**Your objective:** Count how many lines below include the word "bowl". Answer with a number only.

Content starts

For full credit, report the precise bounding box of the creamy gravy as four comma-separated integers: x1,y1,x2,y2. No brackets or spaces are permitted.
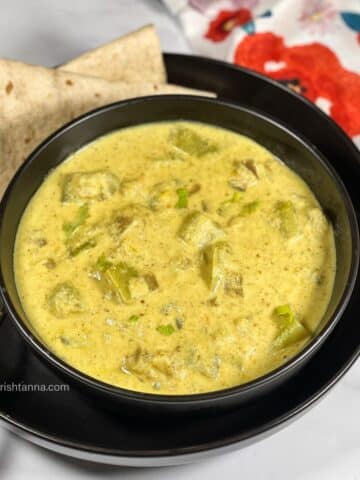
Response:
14,121,336,394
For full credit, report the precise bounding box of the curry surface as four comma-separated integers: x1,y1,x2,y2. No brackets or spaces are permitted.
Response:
14,121,336,394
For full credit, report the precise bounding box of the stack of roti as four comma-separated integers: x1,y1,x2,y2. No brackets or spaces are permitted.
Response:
0,25,211,197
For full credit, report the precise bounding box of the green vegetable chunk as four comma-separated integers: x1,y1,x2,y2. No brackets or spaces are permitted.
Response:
227,200,261,226
201,242,230,294
95,255,113,272
108,204,149,240
156,324,175,336
122,346,175,381
103,262,139,304
128,315,140,323
69,238,97,257
175,187,189,208
63,205,89,237
273,304,310,348
201,242,243,297
63,205,98,256
169,126,218,157
149,180,180,210
241,200,260,216
217,192,243,216
66,225,98,257
275,200,297,238
93,256,158,303
62,170,119,203
108,214,134,239
178,211,225,247
47,282,84,318
228,160,258,191
153,146,188,163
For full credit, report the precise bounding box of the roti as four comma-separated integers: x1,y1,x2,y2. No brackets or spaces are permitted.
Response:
0,59,212,197
59,25,166,84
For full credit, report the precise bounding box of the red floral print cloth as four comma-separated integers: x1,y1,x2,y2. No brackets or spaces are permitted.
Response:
163,0,360,146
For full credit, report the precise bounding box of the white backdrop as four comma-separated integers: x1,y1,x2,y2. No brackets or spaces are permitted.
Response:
0,1,359,478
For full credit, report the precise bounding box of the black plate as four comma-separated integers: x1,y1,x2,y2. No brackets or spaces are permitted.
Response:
0,54,359,466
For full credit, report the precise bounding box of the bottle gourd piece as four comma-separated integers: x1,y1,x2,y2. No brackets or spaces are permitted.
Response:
178,211,225,248
201,242,231,294
149,179,182,210
228,159,259,191
275,200,298,238
93,257,158,304
273,304,310,349
169,126,218,157
62,170,119,203
47,282,84,318
62,205,98,257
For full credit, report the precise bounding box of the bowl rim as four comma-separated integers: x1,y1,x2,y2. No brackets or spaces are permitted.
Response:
0,94,359,405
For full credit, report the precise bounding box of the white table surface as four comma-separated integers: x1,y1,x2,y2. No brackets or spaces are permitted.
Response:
0,1,359,478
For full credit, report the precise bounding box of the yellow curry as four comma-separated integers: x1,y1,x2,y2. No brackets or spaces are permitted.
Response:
14,121,336,394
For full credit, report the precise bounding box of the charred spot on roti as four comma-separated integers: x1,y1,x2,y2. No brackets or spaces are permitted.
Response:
5,81,13,94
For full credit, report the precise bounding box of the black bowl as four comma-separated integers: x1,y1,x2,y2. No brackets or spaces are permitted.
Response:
0,95,358,415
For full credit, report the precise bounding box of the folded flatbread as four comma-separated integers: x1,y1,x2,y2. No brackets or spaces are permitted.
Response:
0,59,211,197
59,25,166,84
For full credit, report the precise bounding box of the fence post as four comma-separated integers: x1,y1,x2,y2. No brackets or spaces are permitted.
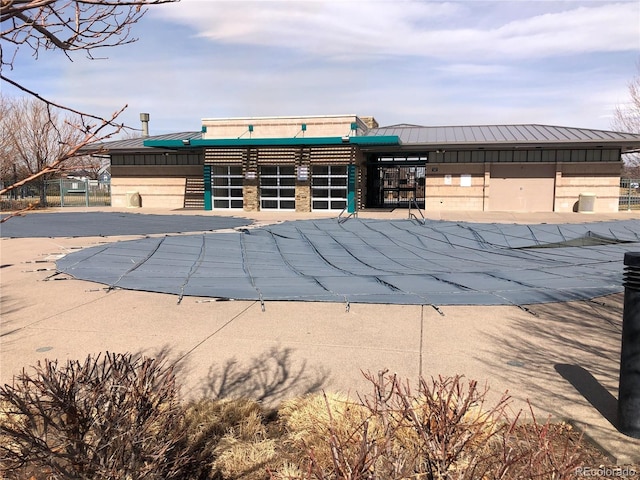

Content ends

**Solution to this exercise:** 2